* TAREFAS A REALIZAR:
1. Extraia do texto de leitura o trecho que vai de "A declaração de" até "uma conquista biográfica.".
2. Indique se cada afirmação concorda com o texto de leitura, respondendo sim ou não e citando as palavras do texto que o decidem: (a) O livro de homenagem foi editado em 2009 pelo Instituto Açoriano de Cultura. (b) Eduíno de Jesus considerou um grande mérito ser chamado "decano". (c) A homenagem foi organizada pela Direção Regional das Comunidades.
3. Transforme numa lista o parágrafo do texto de leitura que começa por "Detenho-me no livro", conservando as informações principais.

* TEXTO DE LEITURA:
————
A nota prévia é para expressar o quanto me apraz realizar esta intervenção no 36* Colóquio da Lusofonia em plena biblioteca do nosso liceu.
Remete-me para quando aqui fui presidente da Associação de Estudantes da Escola Secundária Antero de Quental e, depois, presidente da Associação dos Antigos Alunos do Liceu Antero de Quental, conjuntamente com a minha colega de sempre, Maria João Ruivo.
Aqui e então cruzei caminhos com o nosso querido homenageado, provavelmente o mais antigo aluno do nosso mais antigo secundário.
A declaração de interesses é para confessar, desde já, que tenho pelo Doutor Eduíno de Jesus uma imensa estima e uma enorme consideração.
Como todos nós aqui presente, certamente.
Por isso, em boa hora, a Associação Internacional Colóquios da Lusofonia organizou esta oportuna e pertinente homenagem ao decano dos poetas dos Açores.
Abro aqui um parêntese para evocar o seu fino sentido de humor:
A última vez que chamei “decano” a Eduíno de Jesus, ele respondeu que isso não era grande mérito, porque bastava simplesmente viver mais anos que os outros…
A verdade é que celebrar 70 anos de vida já é uma conquista biográfica.
Mas celebrar 70 anos de vida literária torna-se um raro desígnio cultural.
E celebrar 70 anos de vida literária a escrever e a publicar e a intervir e a projetar – com qualidade, intensidade e novidade – revela-se, afinal, um privilégio singular de Eduíno de Jesus.
Ditosa a pátria literária açoriana que conta tantos e tão bons poetas que a cantam e nos encantam, de Antero a Eduíno…
Deste falam e falarão, melhor do que eu, outros tantos artífices de uma escrita comum com sabor a sal.
Detenho-me no livro Eduíno de Jesus: A Ca(u)sa dos Açores em Lisboa – Homenagem de amigos e admiradores, organizado por Onésimo Teotónio Almeida e Leonor Simas-Almeida, editado em 2009 pelo Instituto Açoriano de Cultura e, por feliz coincidência, patrocinado pela Direção Regional das Comunidades.
Dele, retenho e reproduzo uma boa meia dúzia de testemunhos escritos com cumplicidade, mas com autoridade.
————
* MATERIAL FORNECIDO:

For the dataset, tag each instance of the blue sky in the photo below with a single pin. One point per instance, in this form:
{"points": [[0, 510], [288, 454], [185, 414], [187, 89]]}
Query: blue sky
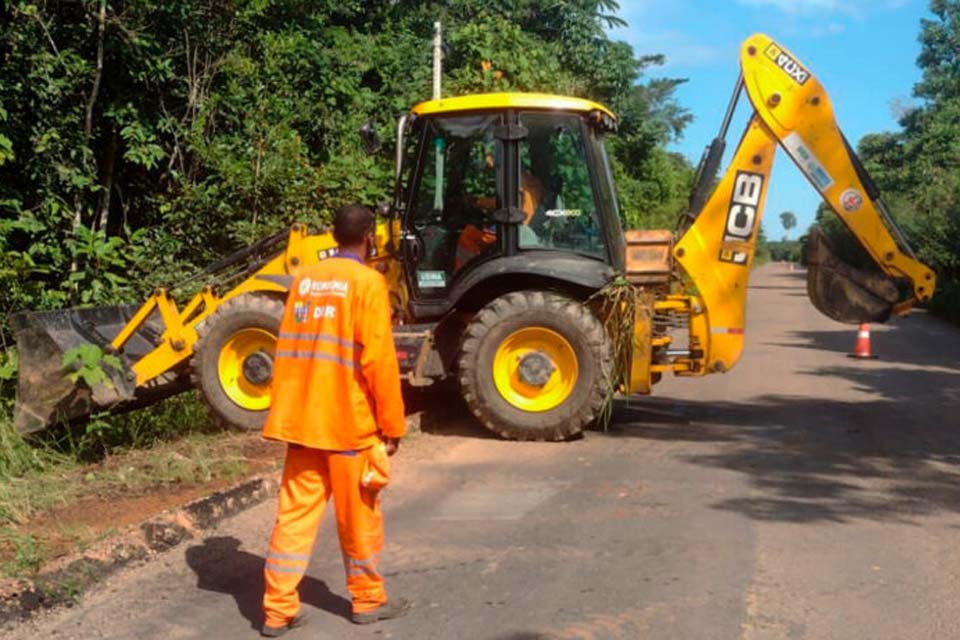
————
* RESPOSTAS FINAIS:
1.
A declaração de interesses é para confessar, desde já, que tenho pelo Doutor Eduíno de Jesus uma imensa estima e uma enorme consideração.
Como todos nós aqui presente, certamente.
Por isso, em boa hora, a Associação Internacional Colóquios da Lusofonia organizou esta oportuna e pertinente homenagem ao decano dos poetas dos Açores.
Abro aqui um parêntese para evocar o seu fino sentido de humor:
A última vez que chamei “decano” a Eduíno de Jesus, ele respondeu que isso não era grande mérito, porque bastava simplesmente viver mais anos que os outros…
A verdade é que celebrar 70 anos de vida já é uma conquista biográfica.

2.
(a) Sim: "editado em 2009 pelo Instituto Açoriano de Cultura".
(b) Não: "ele respondeu que isso não era grande mérito".
(c) Não: "a Associação Internacional Colóquios da Lusofonia organizou esta oportuna e pertinente homenagem".

3.
- Livro: Eduíno de Jesus: A Ca(u)sa dos Açores em Lisboa – Homenagem de amigos e admiradores
- Organização: Onésimo Teotónio Almeida e Leonor Simas-Almeida
- Edição: Instituto Açoriano de Cultura, 2009
- Patrocínio: Direção Regional das Comunidades